■ What is expected: Without including any pictures, return the records below exactly as written.

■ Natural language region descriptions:
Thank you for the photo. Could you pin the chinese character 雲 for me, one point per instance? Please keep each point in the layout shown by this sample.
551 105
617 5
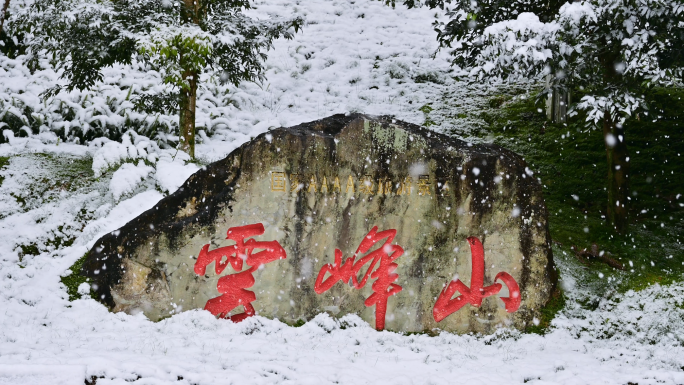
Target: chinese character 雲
233 287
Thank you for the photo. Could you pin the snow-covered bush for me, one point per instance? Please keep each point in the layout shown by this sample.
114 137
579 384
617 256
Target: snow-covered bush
180 41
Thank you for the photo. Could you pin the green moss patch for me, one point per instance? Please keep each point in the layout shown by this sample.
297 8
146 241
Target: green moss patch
75 279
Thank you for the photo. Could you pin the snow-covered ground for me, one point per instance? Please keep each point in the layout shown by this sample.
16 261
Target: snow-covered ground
57 198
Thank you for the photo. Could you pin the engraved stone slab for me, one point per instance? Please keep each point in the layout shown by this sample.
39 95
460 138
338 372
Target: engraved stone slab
449 235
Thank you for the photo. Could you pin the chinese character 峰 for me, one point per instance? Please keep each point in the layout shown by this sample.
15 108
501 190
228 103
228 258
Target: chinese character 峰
384 285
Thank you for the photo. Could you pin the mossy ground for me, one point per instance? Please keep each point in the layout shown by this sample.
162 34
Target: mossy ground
75 279
570 160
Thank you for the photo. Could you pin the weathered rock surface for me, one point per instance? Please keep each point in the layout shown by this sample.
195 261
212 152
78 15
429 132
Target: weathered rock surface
322 186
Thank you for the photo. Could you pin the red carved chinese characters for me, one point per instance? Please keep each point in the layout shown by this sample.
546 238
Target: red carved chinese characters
233 286
476 292
384 276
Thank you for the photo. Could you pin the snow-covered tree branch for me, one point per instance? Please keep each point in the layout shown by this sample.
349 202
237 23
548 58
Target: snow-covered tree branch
180 40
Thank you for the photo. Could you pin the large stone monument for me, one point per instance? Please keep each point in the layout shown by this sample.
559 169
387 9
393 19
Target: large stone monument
410 229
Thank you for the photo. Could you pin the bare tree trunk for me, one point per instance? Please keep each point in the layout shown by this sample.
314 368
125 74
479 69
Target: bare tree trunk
3 15
618 173
188 102
188 96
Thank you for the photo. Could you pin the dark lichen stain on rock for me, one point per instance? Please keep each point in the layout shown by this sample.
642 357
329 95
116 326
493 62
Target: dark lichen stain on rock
485 184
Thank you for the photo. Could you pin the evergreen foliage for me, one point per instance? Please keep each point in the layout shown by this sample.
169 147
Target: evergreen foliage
181 40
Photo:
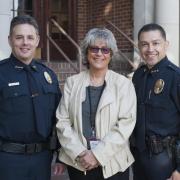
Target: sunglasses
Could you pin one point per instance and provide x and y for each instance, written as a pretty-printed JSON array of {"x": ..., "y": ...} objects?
[{"x": 103, "y": 50}]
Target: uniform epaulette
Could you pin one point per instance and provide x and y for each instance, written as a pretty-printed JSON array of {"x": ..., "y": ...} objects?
[
  {"x": 39, "y": 62},
  {"x": 174, "y": 68},
  {"x": 4, "y": 61}
]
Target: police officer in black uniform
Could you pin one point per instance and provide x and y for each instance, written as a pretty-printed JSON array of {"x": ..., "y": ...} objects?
[
  {"x": 29, "y": 95},
  {"x": 155, "y": 139}
]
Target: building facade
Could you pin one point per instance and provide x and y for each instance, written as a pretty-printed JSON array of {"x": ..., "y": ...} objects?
[{"x": 76, "y": 17}]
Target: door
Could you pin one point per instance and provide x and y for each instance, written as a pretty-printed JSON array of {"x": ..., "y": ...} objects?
[{"x": 64, "y": 12}]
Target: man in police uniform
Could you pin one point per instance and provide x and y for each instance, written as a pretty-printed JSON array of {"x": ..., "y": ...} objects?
[
  {"x": 29, "y": 95},
  {"x": 157, "y": 84}
]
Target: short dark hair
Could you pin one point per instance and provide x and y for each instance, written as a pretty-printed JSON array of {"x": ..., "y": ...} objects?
[
  {"x": 152, "y": 27},
  {"x": 23, "y": 19}
]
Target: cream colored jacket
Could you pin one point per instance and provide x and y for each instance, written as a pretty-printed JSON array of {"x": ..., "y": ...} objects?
[{"x": 115, "y": 120}]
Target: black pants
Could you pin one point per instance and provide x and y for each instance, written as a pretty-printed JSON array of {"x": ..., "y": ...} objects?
[
  {"x": 25, "y": 167},
  {"x": 95, "y": 174},
  {"x": 152, "y": 166}
]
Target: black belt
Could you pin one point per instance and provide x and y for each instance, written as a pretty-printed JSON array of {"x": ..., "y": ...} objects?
[
  {"x": 156, "y": 144},
  {"x": 19, "y": 148}
]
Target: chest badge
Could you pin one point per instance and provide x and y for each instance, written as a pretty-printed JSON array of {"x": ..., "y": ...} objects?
[
  {"x": 47, "y": 77},
  {"x": 159, "y": 86}
]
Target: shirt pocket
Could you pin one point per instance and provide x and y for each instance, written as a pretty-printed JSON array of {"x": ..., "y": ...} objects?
[
  {"x": 14, "y": 99},
  {"x": 50, "y": 92}
]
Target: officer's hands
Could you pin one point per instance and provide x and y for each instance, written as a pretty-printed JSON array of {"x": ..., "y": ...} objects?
[
  {"x": 175, "y": 176},
  {"x": 87, "y": 160},
  {"x": 58, "y": 169}
]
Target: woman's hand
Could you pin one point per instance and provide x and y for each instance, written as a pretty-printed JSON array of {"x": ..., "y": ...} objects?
[{"x": 87, "y": 160}]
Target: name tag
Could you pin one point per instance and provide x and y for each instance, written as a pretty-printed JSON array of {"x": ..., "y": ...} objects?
[
  {"x": 93, "y": 143},
  {"x": 14, "y": 84}
]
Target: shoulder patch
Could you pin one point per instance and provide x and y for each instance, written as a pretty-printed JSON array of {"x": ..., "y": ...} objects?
[{"x": 174, "y": 68}]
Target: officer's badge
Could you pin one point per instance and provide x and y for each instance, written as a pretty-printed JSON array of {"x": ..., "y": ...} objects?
[
  {"x": 158, "y": 87},
  {"x": 47, "y": 77}
]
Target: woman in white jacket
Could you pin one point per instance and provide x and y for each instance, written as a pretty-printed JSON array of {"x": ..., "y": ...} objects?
[{"x": 97, "y": 114}]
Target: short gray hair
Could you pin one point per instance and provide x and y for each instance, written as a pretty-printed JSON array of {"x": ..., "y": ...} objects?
[{"x": 98, "y": 34}]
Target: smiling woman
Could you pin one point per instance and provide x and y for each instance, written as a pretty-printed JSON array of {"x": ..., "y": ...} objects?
[{"x": 97, "y": 114}]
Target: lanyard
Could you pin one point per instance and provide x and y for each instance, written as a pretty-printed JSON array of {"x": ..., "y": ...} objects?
[{"x": 92, "y": 118}]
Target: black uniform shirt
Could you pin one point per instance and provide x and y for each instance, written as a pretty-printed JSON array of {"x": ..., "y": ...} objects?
[
  {"x": 158, "y": 98},
  {"x": 25, "y": 117}
]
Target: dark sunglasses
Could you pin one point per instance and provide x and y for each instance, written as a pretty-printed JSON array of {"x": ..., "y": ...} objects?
[{"x": 103, "y": 50}]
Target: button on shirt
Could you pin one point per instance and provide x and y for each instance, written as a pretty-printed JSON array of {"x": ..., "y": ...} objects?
[
  {"x": 158, "y": 109},
  {"x": 22, "y": 116}
]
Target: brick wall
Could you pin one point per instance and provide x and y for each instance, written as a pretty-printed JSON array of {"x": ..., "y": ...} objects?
[{"x": 94, "y": 13}]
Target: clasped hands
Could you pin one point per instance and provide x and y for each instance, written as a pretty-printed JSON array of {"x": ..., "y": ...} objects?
[{"x": 87, "y": 160}]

■ Result of this exercise:
Thank you for the photo. Could you pin the chinese character 雲 for me, one point per instance? Please keep each point in the layout shown by this sample.
551 105
617 5
Target: chinese character 雲
233 287
Thank you for the photo. Could you pin the snow-covered bush for me, one point per instance? Please keep each point in the layout shown by this sample.
114 137
579 384
617 256
Target: snow-covered bush
180 41
Thank you for the photo. Could you pin the green moss patch for me, one point per instance? Please keep each point in the layout shown by this sample.
297 8
146 241
Target: green moss patch
75 279
Thank you for the photo. Could you pin the snow-covered ground for me, one point per instance? Please keep each point in the layout shown by this sample.
16 261
Target: snow-covered ground
57 198
Thank you for the photo. Could you pin the engraved stone slab for me, one point per instance? Please keep each point in the layout shown by this sample.
39 95
460 138
338 372
Target: engraved stone slab
449 235
Thank you for the photo. Could you pin the chinese character 峰 for me, one point per instance? Please keep each point in the layout shown by this sample.
15 108
501 190
228 103
228 258
Target: chinese character 峰
384 285
Thank you for the photo. Could you pin the mossy ground for me, one point per instance? Please keep each point in the layout shown by this sample.
162 34
Target: mossy ground
75 279
570 160
Thank you for the photo. Could you pin the weathered rock surface for me, one point per instance? Please keep each point in the layout shown by this sample.
195 261
212 152
78 15
429 132
Target: weathered rock surface
322 186
Thank you for the photo. Could you pin the red carved chinese characters for me, one point per instance? Please keep each point in the layout shown by this sample.
546 238
Target: red carved chinese characters
233 286
476 292
384 276
Thank you for the photo. Could you pin the snow-covered tree branch for me, one point per instance? Please keep each point in the layout shown by this sample.
349 202
237 23
548 58
Target: snow-covered tree branch
180 40
Thank you for the photo. Could you pin the large stone monument for me, one point per instance? Please keep each point in the layout shown by this sample.
559 169
387 9
393 19
Target: large stone monument
410 229
Thank you for the photo. Could you pin the bare tree trunk for me, one point per instance? Please keep each point in the layout shown by this sample.
314 368
125 74
479 69
Target: bare tree trunk
3 15
618 173
188 102
188 96
Thank you for the photo. Could you pin the dark lichen stain on rock for me, one point per instance? Please keep each point in the layout shown by this sample.
642 357
329 95
116 326
493 62
Target: dark lichen stain on rock
485 184
Thank you for the photo. Could you pin the evergreen foliage for me, one point per instance? Please keep each point in the layout shown by this sample.
169 147
Target: evergreen foliage
181 40
Photo:
Target: sunglasses
Could you pin one point per instance and provide x and y for each instance, written as a pretty-printed JSON array of {"x": ..., "y": ...} objects?
[{"x": 103, "y": 50}]
Target: uniform epaulette
Could you pin one point per instance and provide x and y for each instance, written as a pretty-printed JSON array of {"x": ..., "y": ...} objects?
[
  {"x": 39, "y": 62},
  {"x": 174, "y": 68},
  {"x": 4, "y": 61}
]
Target: police officer in black uniform
Could you pin one point per instance and provide x and y for each instance, written as a pretty-printed JSON array of {"x": ..., "y": ...} objects?
[
  {"x": 29, "y": 95},
  {"x": 155, "y": 139}
]
Target: building facade
Could you pin one point per instance and provide x and y for each instance, written as a pretty-printed JSON array of {"x": ..., "y": ...} objects?
[{"x": 76, "y": 17}]
Target: door
Could you pin one point per instance and provide x and y for each instance, written as a pretty-printed JSON array of {"x": ..., "y": ...} objects?
[{"x": 64, "y": 12}]
Target: man in police uniform
Could you pin one point per instance and provide x and y for each instance, written as a pretty-printed JSON array of {"x": ..., "y": ...} objects?
[
  {"x": 29, "y": 95},
  {"x": 157, "y": 84}
]
Target: short dark hair
Could you pin one point per instance and provide x and y for each instance, written as a pretty-printed JSON array of {"x": ..., "y": ...} objects?
[
  {"x": 152, "y": 27},
  {"x": 23, "y": 19}
]
Target: cream colored jacket
Could you pin one point per instance and provide x and y for each instance, written as a pretty-printed JSON array of {"x": ..., "y": ...} objects?
[{"x": 115, "y": 120}]
Target: black pants
Could you pin one point per instance and provide x and y for each instance, written as a pretty-printed JSON array of {"x": ..., "y": ...} objects?
[
  {"x": 25, "y": 167},
  {"x": 95, "y": 174},
  {"x": 152, "y": 166}
]
Target: black belt
Could you pin one point per instance and provide x and y for each instance, written as a pretty-printed JSON array of {"x": ..., "y": ...} objects?
[
  {"x": 156, "y": 144},
  {"x": 19, "y": 148}
]
Target: chest badge
Could you pin one point per instance and provide x and y for each instance, written as a pretty-printed JSON array of {"x": ..., "y": ...} objects?
[
  {"x": 47, "y": 77},
  {"x": 159, "y": 86}
]
Target: shirt pocket
Could you pin one point per instance and provide x and y for each instance, written as a pretty-printed JSON array of {"x": ..., "y": ...} objects?
[
  {"x": 14, "y": 99},
  {"x": 50, "y": 92}
]
Target: officer's hands
Could you pin one point per instance and provide x and y for each instance, written as a pretty-printed JSON array of {"x": ..., "y": ...} objects?
[
  {"x": 175, "y": 176},
  {"x": 87, "y": 160},
  {"x": 58, "y": 169}
]
Target: woman's hand
Could you pin one point per instance and provide x and y for each instance, written as a pretty-printed JSON array of {"x": ..., "y": ...} objects?
[{"x": 87, "y": 160}]
Target: name tag
Could you pin one point per instance and provide x and y for each instance, written as a pretty-printed JSON array of {"x": ..., "y": ...} objects?
[
  {"x": 93, "y": 143},
  {"x": 14, "y": 84}
]
Target: shoulder patch
Could you pin one point per instance and provide x and y for each instance, written as a pretty-printed JSON array of {"x": ..., "y": ...} objects?
[{"x": 174, "y": 68}]
Target: officer's badge
Could you pin one point per instance and provide x and y for each instance, written as a pretty-printed JSON array of {"x": ..., "y": ...} objects?
[
  {"x": 158, "y": 87},
  {"x": 47, "y": 77}
]
Target: woman in white jacket
Could you pin one point per instance and provide x and y for each instance, written as a pretty-printed JSON array of {"x": ..., "y": ...} objects?
[{"x": 97, "y": 114}]
Target: short gray hair
Could you pin one point per instance and provide x and y for each instance, written as a pretty-printed JSON array of {"x": ..., "y": ...} objects?
[{"x": 98, "y": 34}]
Target: smiling woman
Could you pin one point per instance and provide x and y for each instance, written as a pretty-printed JSON array of {"x": ..., "y": ...} objects?
[{"x": 97, "y": 114}]
Target: lanyard
Could you pin one point per instance and provide x and y for each instance, written as a pretty-printed JSON array of {"x": ..., "y": ...} objects?
[{"x": 92, "y": 118}]
Target: black uniform shirt
Could you pin one point per instance and provide x and y for each instance, written as a pretty-printed JSON array of {"x": ..., "y": ...} objects?
[
  {"x": 158, "y": 98},
  {"x": 25, "y": 117}
]
Target: dark sunglasses
Could you pin one point per instance and provide x and y for each instance, written as a pretty-printed JSON array of {"x": ..., "y": ...} objects?
[{"x": 103, "y": 50}]
Target: button on shirt
Could you pin one point per instance and provide x and y for each instance, written as a pretty-printed JSON array of {"x": ..., "y": ...} objects?
[
  {"x": 158, "y": 109},
  {"x": 22, "y": 116}
]
Target: brick wall
Could you pin one point per instance and provide x and y for each instance, written as a pretty-printed JSON array of {"x": ..., "y": ...} objects?
[{"x": 94, "y": 13}]
Target: clasped hands
Could you pin one point per instance and provide x and y for each instance, written as a pretty-printed JSON array of {"x": ..., "y": ...} objects?
[{"x": 87, "y": 160}]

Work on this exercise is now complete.